Stowaway also takes care to explain the ship’s lack of resources and the story’s high stakes in a more logical way than its short story counterpart. Rather than imply that the potential death of a crew member is some kind of scientific inevitability, the film implements plausible roadblocks and mishaps that serve both to ratchet up the tension and raise the stakes to the point of life or death. Though the ship was well-equipped for its three person crew, a critical life support system is damaged when Barnett discovers and rescues the titular stowaway, Michael. After this accident, the now four-person crew is left without enough oxygen to survive and seemingly no means to generate more.

Problems and tasks.
a – Return the words of the Stowaway passage from "Stowaway also takes" up to and including "to generate more.".
b – According to the Stowaway passage, what is the name of the stowaway whom Barnett discovers and rescues?
c – Carry the Stowaway passage forward from its final sentence.
The rows after the Stowaway passage play no part in what is asked here.

Study material.
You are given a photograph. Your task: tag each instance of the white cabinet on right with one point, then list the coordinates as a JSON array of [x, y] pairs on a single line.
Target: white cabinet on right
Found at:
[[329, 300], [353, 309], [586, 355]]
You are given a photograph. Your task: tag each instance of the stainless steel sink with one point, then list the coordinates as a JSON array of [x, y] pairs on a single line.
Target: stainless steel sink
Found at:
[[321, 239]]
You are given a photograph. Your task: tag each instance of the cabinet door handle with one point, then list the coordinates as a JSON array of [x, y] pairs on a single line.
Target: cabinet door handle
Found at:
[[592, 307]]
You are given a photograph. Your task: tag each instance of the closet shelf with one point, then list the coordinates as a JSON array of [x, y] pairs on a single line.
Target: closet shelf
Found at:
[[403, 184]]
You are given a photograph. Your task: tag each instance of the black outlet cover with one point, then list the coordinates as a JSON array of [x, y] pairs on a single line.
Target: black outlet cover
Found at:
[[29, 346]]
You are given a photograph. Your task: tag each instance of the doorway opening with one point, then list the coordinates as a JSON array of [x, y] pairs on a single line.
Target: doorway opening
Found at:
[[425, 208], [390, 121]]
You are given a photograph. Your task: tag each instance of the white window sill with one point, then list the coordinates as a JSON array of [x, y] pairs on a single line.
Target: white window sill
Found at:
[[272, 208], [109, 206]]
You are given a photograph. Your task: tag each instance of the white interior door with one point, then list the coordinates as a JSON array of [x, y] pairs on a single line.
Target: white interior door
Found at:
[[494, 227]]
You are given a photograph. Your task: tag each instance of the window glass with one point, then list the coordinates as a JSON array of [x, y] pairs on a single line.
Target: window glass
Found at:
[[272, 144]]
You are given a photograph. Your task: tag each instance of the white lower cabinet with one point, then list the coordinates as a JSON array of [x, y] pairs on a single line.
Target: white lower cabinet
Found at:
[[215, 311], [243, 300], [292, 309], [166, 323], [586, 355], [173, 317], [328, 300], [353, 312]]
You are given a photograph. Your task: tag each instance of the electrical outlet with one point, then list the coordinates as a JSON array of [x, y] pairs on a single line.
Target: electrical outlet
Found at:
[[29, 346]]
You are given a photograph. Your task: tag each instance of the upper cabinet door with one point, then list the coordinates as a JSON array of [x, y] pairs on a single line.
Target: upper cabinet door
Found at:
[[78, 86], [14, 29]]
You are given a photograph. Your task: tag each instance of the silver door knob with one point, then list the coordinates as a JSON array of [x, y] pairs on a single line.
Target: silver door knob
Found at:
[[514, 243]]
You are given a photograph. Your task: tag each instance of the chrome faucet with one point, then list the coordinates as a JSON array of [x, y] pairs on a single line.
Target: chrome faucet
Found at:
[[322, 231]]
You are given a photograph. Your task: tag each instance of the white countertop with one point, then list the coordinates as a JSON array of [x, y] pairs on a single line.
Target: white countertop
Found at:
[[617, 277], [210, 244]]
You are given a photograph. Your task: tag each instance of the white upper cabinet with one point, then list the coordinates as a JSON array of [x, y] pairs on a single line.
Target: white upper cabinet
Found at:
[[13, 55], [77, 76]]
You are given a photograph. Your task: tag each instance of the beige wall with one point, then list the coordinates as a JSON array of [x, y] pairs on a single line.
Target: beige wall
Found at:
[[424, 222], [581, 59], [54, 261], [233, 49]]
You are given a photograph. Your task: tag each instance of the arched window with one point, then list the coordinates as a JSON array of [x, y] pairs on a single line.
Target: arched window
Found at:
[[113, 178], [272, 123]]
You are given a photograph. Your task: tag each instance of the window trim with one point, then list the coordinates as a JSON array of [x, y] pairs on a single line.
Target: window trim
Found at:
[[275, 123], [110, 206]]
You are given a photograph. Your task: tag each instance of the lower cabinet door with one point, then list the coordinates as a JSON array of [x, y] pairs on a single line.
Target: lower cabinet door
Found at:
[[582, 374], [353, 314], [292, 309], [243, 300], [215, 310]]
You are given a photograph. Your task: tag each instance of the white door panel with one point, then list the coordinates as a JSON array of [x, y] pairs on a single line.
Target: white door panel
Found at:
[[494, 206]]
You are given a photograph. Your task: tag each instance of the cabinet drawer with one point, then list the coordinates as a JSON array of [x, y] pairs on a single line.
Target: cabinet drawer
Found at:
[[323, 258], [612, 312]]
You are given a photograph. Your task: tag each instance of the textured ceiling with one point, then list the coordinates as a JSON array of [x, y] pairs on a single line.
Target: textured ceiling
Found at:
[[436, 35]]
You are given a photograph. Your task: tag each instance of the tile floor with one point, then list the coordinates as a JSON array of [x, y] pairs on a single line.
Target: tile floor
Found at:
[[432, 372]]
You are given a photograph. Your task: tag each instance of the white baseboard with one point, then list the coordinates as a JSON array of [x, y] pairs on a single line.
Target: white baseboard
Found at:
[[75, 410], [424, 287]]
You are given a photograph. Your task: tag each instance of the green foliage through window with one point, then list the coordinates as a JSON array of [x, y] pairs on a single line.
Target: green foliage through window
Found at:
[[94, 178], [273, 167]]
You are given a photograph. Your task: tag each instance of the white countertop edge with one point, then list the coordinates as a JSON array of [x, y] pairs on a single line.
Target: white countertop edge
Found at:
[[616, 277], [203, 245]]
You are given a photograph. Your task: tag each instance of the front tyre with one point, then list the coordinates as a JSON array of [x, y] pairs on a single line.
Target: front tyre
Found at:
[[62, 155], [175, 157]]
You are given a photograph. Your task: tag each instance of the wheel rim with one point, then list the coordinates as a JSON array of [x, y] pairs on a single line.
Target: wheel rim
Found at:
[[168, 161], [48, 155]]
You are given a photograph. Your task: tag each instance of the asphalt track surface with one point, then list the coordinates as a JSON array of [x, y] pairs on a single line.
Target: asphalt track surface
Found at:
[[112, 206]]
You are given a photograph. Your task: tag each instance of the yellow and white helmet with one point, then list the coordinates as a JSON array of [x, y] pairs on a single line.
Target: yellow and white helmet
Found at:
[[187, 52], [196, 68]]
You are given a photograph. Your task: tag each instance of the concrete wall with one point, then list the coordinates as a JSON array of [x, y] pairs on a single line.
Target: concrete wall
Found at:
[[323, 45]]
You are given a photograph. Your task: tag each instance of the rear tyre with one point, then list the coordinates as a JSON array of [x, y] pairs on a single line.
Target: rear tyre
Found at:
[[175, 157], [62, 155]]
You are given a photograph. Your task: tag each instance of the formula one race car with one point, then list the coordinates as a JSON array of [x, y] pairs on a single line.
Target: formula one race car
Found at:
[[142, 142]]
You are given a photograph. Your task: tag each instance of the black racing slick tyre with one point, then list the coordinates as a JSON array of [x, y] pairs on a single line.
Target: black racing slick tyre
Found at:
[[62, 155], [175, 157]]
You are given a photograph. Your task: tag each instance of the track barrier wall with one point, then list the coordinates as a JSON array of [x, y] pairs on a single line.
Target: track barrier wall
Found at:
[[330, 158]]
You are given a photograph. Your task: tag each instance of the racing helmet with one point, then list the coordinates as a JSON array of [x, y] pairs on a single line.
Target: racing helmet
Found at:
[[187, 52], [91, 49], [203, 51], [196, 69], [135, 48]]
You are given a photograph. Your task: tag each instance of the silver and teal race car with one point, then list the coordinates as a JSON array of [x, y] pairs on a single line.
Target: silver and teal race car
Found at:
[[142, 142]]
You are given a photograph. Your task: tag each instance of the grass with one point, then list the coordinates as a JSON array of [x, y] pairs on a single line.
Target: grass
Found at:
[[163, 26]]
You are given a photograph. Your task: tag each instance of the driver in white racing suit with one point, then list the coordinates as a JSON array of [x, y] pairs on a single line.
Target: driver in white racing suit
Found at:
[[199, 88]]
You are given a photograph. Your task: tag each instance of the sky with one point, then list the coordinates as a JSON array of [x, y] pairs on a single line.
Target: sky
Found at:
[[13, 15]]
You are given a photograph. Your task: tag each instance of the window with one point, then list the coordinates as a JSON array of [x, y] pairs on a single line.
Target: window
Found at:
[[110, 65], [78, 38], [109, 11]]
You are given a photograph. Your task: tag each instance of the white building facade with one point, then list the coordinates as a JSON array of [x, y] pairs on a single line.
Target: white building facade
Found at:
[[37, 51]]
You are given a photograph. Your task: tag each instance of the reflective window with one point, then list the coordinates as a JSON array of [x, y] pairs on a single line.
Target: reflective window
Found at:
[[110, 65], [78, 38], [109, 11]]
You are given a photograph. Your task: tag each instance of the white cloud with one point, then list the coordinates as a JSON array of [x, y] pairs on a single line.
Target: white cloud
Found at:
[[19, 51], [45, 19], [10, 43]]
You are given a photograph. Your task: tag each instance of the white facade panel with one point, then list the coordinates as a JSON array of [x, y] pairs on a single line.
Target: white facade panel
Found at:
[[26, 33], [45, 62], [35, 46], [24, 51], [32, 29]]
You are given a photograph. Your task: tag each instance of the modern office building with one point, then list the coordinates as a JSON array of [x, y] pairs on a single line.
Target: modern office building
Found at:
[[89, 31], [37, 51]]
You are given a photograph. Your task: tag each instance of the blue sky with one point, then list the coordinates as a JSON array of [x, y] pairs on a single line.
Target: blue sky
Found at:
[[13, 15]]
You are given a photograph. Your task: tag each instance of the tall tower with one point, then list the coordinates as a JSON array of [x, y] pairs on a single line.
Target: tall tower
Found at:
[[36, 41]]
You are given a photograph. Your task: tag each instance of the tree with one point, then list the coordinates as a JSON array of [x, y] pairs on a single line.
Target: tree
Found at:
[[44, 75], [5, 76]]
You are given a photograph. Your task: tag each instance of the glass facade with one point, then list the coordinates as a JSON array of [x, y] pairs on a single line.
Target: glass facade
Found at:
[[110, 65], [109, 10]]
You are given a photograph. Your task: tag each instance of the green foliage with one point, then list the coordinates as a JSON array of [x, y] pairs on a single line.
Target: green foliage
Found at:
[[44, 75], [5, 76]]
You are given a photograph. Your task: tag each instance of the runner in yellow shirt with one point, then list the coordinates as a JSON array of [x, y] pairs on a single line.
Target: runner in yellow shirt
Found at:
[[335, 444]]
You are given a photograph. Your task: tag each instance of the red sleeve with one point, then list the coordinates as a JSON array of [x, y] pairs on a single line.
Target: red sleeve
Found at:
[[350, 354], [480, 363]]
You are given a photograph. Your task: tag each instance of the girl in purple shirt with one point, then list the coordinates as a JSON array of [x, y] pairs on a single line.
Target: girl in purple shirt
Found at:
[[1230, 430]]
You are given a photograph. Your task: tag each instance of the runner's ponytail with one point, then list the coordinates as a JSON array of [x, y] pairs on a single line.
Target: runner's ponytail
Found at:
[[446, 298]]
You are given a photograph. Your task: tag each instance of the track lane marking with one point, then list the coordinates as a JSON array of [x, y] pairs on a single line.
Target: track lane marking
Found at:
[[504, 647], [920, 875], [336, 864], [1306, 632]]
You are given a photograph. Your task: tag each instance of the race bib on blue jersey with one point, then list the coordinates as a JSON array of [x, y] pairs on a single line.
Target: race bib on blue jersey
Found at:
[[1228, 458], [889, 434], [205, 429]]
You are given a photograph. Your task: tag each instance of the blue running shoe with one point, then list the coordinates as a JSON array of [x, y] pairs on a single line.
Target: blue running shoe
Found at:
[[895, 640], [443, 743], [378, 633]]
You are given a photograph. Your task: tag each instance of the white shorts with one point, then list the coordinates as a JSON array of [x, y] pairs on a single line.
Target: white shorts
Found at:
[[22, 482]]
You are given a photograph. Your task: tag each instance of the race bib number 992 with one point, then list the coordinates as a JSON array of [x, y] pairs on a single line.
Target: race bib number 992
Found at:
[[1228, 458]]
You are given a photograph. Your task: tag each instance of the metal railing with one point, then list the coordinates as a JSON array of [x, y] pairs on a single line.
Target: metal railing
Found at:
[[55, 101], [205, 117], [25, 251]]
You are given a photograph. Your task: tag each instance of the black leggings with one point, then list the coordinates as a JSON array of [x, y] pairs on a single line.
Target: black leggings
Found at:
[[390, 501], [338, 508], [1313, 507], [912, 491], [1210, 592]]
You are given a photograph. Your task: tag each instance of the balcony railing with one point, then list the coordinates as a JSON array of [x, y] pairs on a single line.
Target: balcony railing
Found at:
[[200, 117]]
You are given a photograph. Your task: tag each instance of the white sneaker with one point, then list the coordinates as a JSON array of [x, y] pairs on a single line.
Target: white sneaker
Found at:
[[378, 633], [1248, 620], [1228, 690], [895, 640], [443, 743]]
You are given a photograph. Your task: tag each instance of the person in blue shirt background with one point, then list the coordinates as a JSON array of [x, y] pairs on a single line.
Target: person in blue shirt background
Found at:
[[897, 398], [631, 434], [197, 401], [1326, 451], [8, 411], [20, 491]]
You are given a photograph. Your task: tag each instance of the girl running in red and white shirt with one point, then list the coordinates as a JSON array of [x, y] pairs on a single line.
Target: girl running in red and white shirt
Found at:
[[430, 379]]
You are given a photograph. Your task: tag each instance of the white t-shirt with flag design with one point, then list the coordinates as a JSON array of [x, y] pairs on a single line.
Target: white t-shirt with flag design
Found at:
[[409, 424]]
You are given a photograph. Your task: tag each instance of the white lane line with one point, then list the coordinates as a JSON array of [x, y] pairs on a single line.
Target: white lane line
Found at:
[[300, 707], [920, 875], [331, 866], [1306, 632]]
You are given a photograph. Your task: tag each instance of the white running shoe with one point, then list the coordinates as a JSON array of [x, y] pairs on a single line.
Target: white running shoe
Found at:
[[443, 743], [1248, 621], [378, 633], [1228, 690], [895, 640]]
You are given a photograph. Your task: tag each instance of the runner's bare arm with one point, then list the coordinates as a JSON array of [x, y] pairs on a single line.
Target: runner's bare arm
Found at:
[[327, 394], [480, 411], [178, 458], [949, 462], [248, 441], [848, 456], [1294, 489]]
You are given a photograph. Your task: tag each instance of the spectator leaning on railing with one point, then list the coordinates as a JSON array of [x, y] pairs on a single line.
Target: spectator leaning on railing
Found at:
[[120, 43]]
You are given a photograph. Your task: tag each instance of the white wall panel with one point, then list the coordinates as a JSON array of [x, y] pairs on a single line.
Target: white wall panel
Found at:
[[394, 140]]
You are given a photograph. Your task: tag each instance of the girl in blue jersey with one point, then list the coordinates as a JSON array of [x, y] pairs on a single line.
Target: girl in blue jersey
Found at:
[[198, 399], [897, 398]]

Your responses.
a –
Stowaway also takes care to explain the ship’s lack of resources and the story’s high stakes in a more logical way than its short story counterpart. Rather than imply that the potential death of a crew member is some kind of scientific inevitability, the film implements plausible roadblocks and mishaps that serve both to ratchet up the tension and raise the stakes to the point of life or death. Though the ship was well-equipped for its three person crew, a critical life support system is damaged when Barnett discovers and rescues the titular stowaway, Michael. After this accident, the now four-person crew is left without enough oxygen to survive and seemingly no means to generate more.

b – Michael

c –
After several attempts to remedy the problem, including the sacrifice of mission biologist David’s life’s work, Zoe and David attempt a space walk to siphon excess oxygen out of a remote part of the ship. Though the EVA is nearly a success, a last minute technical problem renders it a failure. Zoe is the only uninjured crew member capable of making a last ditch effort to save Michael and the remaining two crew members, which she does. While one could argue it’s problematic that a woman still dies in Stowaway, the film views her sacrifice not as an inevitable consequence of physics or the universe or a punishment for her femininity, but as a heartfelt and heroic decision. Stowaway provides a vital update of the problems set up in “The Cold Equations,” exploring the moral dilemmas that come with the danger of space travel, without punishing its female characters or blaming them for its tragic outcome.